Quote the entries in full, character for character, without their images.
···
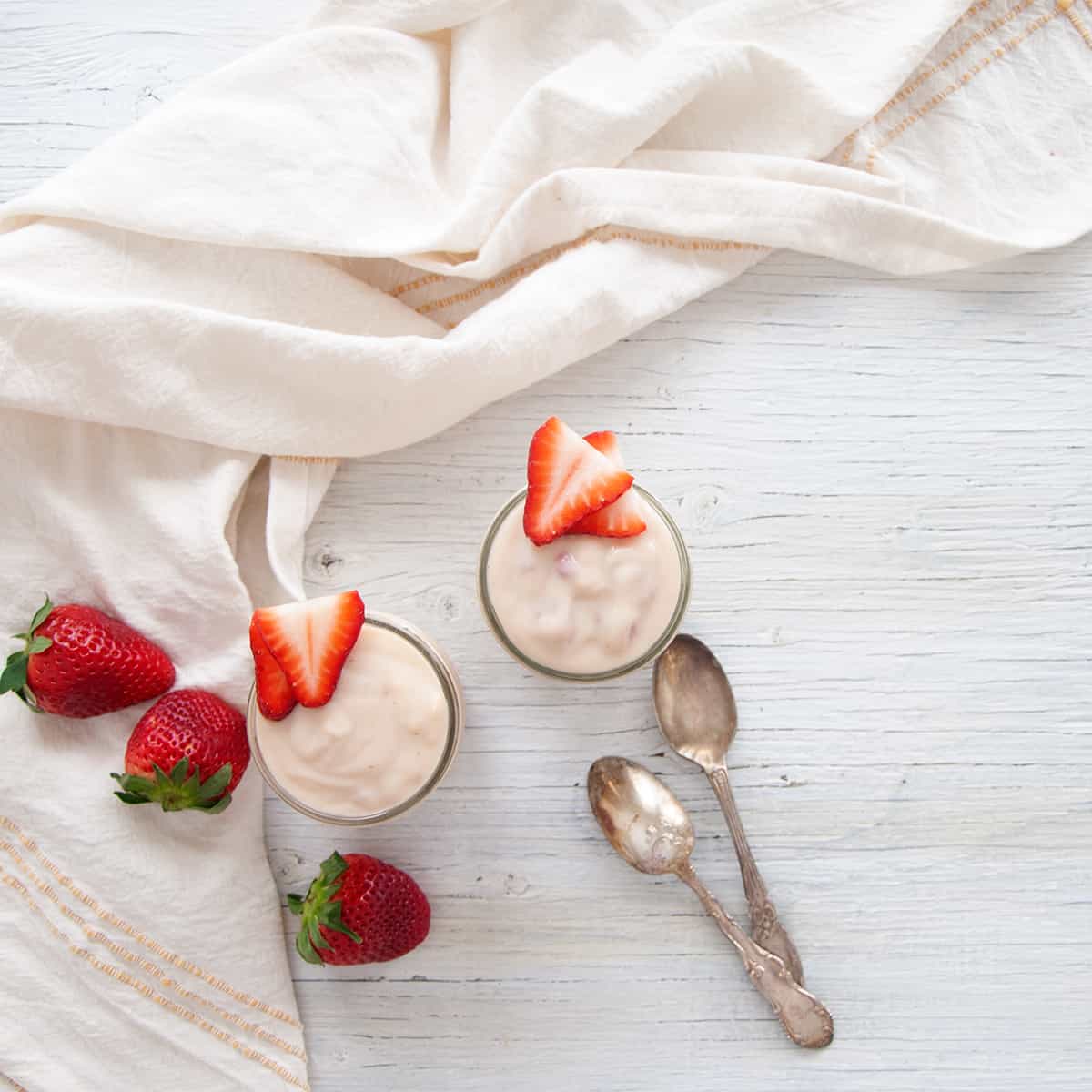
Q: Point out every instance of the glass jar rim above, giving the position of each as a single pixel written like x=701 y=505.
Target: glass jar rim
x=457 y=721
x=632 y=665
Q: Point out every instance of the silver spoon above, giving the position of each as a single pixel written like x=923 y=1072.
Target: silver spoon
x=645 y=824
x=697 y=714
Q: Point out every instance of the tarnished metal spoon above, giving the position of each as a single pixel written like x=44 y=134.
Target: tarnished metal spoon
x=697 y=713
x=648 y=827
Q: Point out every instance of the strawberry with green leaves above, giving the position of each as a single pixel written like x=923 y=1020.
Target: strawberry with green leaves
x=189 y=751
x=79 y=662
x=359 y=910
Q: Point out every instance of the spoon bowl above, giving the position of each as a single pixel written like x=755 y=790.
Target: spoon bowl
x=640 y=816
x=694 y=703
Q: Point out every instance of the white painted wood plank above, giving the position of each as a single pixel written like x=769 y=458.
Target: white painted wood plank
x=887 y=490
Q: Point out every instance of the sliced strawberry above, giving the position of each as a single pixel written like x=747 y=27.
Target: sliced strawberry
x=276 y=698
x=567 y=479
x=310 y=642
x=622 y=519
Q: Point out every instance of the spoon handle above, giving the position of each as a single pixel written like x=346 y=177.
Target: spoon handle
x=806 y=1021
x=765 y=926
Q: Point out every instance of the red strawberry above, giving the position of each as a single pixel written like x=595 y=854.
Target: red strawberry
x=310 y=642
x=80 y=662
x=276 y=698
x=359 y=910
x=567 y=479
x=622 y=519
x=183 y=730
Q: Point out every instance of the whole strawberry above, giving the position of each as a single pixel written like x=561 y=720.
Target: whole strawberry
x=359 y=910
x=80 y=662
x=189 y=751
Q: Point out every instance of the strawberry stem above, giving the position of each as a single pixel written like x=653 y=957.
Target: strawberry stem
x=179 y=790
x=321 y=909
x=14 y=677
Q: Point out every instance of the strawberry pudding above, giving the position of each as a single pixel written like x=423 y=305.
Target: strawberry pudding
x=583 y=576
x=352 y=720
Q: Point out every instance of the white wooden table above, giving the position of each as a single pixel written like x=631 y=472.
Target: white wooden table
x=887 y=490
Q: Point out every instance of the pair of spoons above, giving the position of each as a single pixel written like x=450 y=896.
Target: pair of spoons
x=650 y=829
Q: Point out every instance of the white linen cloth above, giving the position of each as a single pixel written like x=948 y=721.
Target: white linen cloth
x=345 y=241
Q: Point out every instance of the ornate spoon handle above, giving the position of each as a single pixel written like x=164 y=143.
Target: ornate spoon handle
x=806 y=1021
x=765 y=926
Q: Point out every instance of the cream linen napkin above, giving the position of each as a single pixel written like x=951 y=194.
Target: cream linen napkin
x=347 y=241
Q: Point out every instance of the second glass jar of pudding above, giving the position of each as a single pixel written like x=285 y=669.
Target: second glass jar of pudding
x=582 y=607
x=380 y=745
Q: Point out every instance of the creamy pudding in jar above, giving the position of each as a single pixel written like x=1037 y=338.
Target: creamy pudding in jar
x=583 y=574
x=386 y=735
x=585 y=605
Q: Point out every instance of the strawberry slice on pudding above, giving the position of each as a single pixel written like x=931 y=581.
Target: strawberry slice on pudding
x=309 y=643
x=567 y=480
x=276 y=698
x=622 y=519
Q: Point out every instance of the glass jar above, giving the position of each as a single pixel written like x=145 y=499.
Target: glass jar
x=632 y=665
x=457 y=719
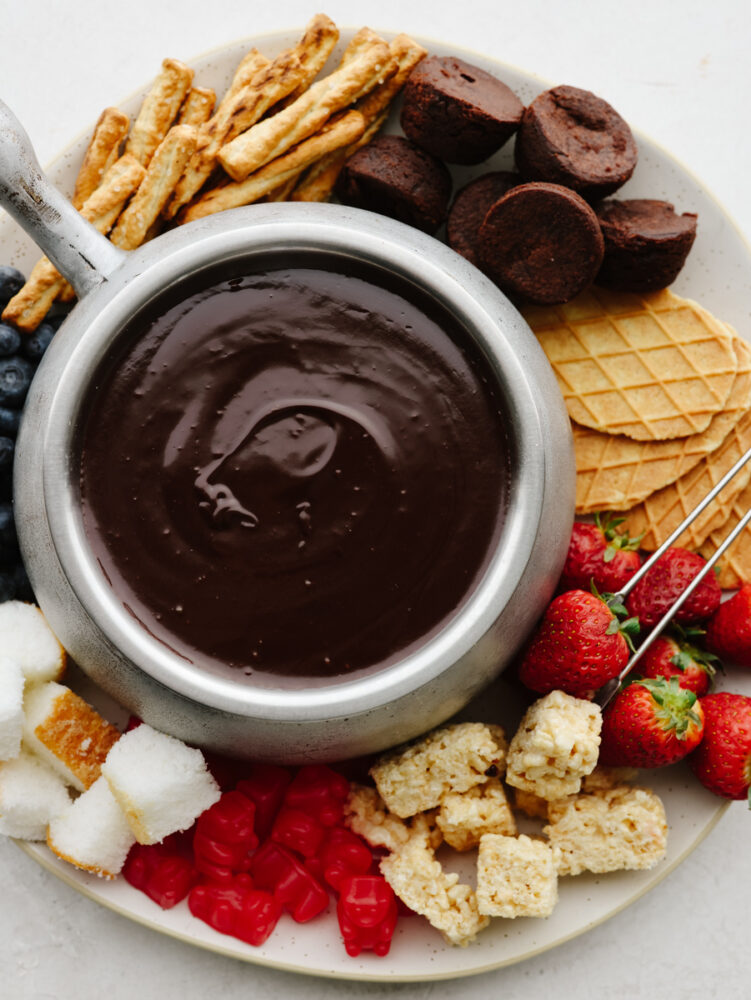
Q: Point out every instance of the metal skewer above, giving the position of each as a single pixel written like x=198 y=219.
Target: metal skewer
x=608 y=690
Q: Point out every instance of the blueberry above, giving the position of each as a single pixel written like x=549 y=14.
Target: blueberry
x=11 y=281
x=35 y=345
x=22 y=583
x=7 y=447
x=15 y=379
x=8 y=537
x=9 y=421
x=10 y=340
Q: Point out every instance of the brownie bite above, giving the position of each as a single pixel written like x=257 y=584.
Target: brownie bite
x=470 y=207
x=541 y=243
x=569 y=136
x=457 y=111
x=393 y=176
x=646 y=244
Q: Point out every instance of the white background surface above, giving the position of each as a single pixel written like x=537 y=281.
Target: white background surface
x=678 y=70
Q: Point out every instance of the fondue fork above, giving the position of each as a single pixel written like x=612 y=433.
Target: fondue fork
x=608 y=691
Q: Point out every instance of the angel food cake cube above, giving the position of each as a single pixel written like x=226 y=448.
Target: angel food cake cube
x=464 y=817
x=452 y=759
x=516 y=877
x=555 y=746
x=161 y=784
x=608 y=830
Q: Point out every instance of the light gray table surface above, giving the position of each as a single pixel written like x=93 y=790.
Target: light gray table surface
x=678 y=70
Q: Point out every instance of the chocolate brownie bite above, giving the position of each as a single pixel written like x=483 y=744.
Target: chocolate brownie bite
x=541 y=243
x=471 y=206
x=394 y=177
x=457 y=111
x=646 y=244
x=569 y=136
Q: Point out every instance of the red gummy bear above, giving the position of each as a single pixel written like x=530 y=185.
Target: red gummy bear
x=265 y=787
x=224 y=835
x=298 y=830
x=236 y=908
x=343 y=854
x=320 y=792
x=162 y=871
x=367 y=914
x=275 y=868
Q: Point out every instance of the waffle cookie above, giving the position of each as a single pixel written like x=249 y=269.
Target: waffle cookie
x=735 y=565
x=614 y=472
x=661 y=513
x=652 y=367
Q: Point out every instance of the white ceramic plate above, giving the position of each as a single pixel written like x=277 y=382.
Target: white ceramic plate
x=718 y=274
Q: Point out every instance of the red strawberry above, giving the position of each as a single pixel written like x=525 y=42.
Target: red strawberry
x=675 y=655
x=597 y=552
x=650 y=723
x=722 y=761
x=666 y=581
x=579 y=645
x=729 y=628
···
[Answer to the exercise]
Q: Point out every instance of the glass jar rim above, giving the position of each as a single pixel written like x=701 y=505.
Target: glass jar rim
x=457 y=721
x=632 y=665
Q: Point out every instance of the silver spoon above, giving the position of each as a single pixel written like x=923 y=1072.
Target: silver spoon
x=645 y=824
x=697 y=714
Q: Point out every instance of the tarnished metal spoon above, giving the position of each as a single pixel written like x=44 y=134.
Target: tarnished metal spoon
x=697 y=713
x=648 y=827
Q: Point out every instance of the strawberry with green leaves above, giving the position of each as a single pixel written like x=923 y=1020.
Target: strawberry with green leaves
x=189 y=751
x=79 y=662
x=359 y=910
Q: Point out every instance of the spoon bowl above, giving the position of each as a single pixel written like x=755 y=790.
Target: spoon bowl
x=640 y=816
x=694 y=703
Q: Point out every instance of the white painted wood plank above, giving the position of each as a single pixel written like x=769 y=458.
Target: white painted wood plank
x=887 y=490
Q: Point out every instance of the sliced strawberry above, giving the position of each as a single pixel written like x=747 y=27.
Target: sliced strawberry
x=276 y=698
x=567 y=479
x=310 y=642
x=622 y=519
Q: Point out every instance of the spoon handle above, giving the position of each as a single pixel written like x=346 y=177.
Target: spoon handle
x=806 y=1021
x=765 y=926
Q: Point out every instance of the red strawberry above, giving the position of each as a single pixel written like x=595 y=854.
Target: red strawberry
x=310 y=642
x=80 y=662
x=276 y=698
x=359 y=910
x=567 y=479
x=622 y=519
x=183 y=730
Q: Point out every instance of the whole strawberry above, giving the position of each as a single pixel written like x=561 y=720.
Target: whole strawberry
x=359 y=910
x=80 y=662
x=189 y=751
Q: Point out every instance of the strawberry stem above, giving the position of each as a single pixel written like x=653 y=957.
Target: strawberry stem
x=179 y=790
x=321 y=909
x=14 y=677
Q: Point out every instance of the strawberry pudding above, giving the position of each as a single pixel written like x=423 y=305.
Target: strawberry pudding
x=583 y=576
x=352 y=720
Q: Point out every instance of the white wooden table above, giving the position of each as a single pixel written like x=631 y=472.
Target: white wooden table
x=887 y=490
Q: Point out every instance of the pair of spoons above, giving the position of each as a single pixel written like x=450 y=896.
Target: pair of spoons
x=650 y=829
Q: Point out every instance of the white linen cloth above, giving the position of each as a single pixel written like x=948 y=721.
Target: white linen cloth
x=345 y=241
Q: Point out every instance of the ornate spoon handle above, giving the position of each as a single pixel written like x=164 y=143.
Target: ornate spoon handle
x=806 y=1021
x=765 y=926
Q: Point out every instance of the cream linen napkin above, giving the position of each as a single pixel written like x=951 y=194.
Target: cream linen napkin
x=347 y=241
Q: Point out every instance of the second glass jar of pudding above, giving the position of each as a single pixel written like x=285 y=669.
Target: second glass jar of pudding
x=582 y=607
x=380 y=745
Q: Point out every instance of the creamy pudding in jar above, giving the position of each as a single pixel written like x=1037 y=338.
Target: creamy pudding in jar
x=583 y=574
x=386 y=735
x=585 y=605
Q: Point out every instance of the strawberry slice on pudding above, giving the position of each as a single pixel written like x=931 y=581.
Target: strawberry slice on pudding
x=309 y=643
x=567 y=480
x=276 y=698
x=622 y=519
Q: Point out every instance of the glass jar above, giving the position of each as a single pixel written like x=145 y=499.
Target: glass jar
x=632 y=665
x=457 y=719
Q: Point out every instance of the metal skewer above, giving the position of each as a single pixel written like x=198 y=219.
Target: metal skewer
x=608 y=690
Q: Point out every instance of the blueberry above, giving the position of each as a single pixel written like x=549 y=14.
Target: blueberry
x=11 y=281
x=35 y=345
x=22 y=583
x=7 y=447
x=15 y=379
x=8 y=537
x=9 y=421
x=10 y=340
Q: Point out every instance of the brownie bite above, giving the position of each as a single pixel written like x=257 y=584.
Target: brownie bite
x=470 y=207
x=541 y=243
x=569 y=136
x=457 y=111
x=393 y=176
x=646 y=244
Q: Point out every instance of the white background surface above, giving the position of each as a single pixel written like x=537 y=281.
Target: white background surface
x=678 y=70
Q: Point out every instance of the fondue fork above, giving the position of each as a single pixel written like x=612 y=433.
Target: fondue fork
x=608 y=691
Q: Point out every instance of the angel food cake cube above, giving the position of each as a single pixel written like x=226 y=448.
Target: angel food cake cube
x=464 y=817
x=452 y=759
x=516 y=877
x=555 y=746
x=161 y=784
x=608 y=830
Q: Point out every instance of the light gray table surface above, giving the position of each as a single pixel written like x=93 y=790.
Target: light gray table surface
x=678 y=70
Q: Point out every instance of the chocolate brownie bite above, giving the position of each as a single pixel written like x=483 y=744.
Target: chocolate brownie bite
x=541 y=243
x=471 y=206
x=394 y=177
x=457 y=111
x=646 y=244
x=569 y=136
Q: Point out every instance of the red gummy bear above, giving the position of each as a single pixel written like x=530 y=185.
Target: red gummy bear
x=265 y=787
x=224 y=835
x=298 y=830
x=236 y=908
x=343 y=854
x=320 y=792
x=162 y=871
x=367 y=914
x=275 y=868
Q: Point out every instance of the waffle cookie above, giving the position of each as a single pixel written like x=249 y=269.
Target: waffle cookie
x=735 y=565
x=614 y=472
x=661 y=513
x=652 y=367
Q: Point out every instance of the white ceramic plate above, giving the position of each as a single pixel written like x=277 y=382.
Target: white ceramic plate
x=718 y=274
Q: Point out every instance of the red strawberry above, giving the position of each as a single pixel written like x=525 y=42.
Target: red strawberry
x=675 y=655
x=597 y=552
x=650 y=723
x=722 y=761
x=666 y=581
x=579 y=645
x=729 y=628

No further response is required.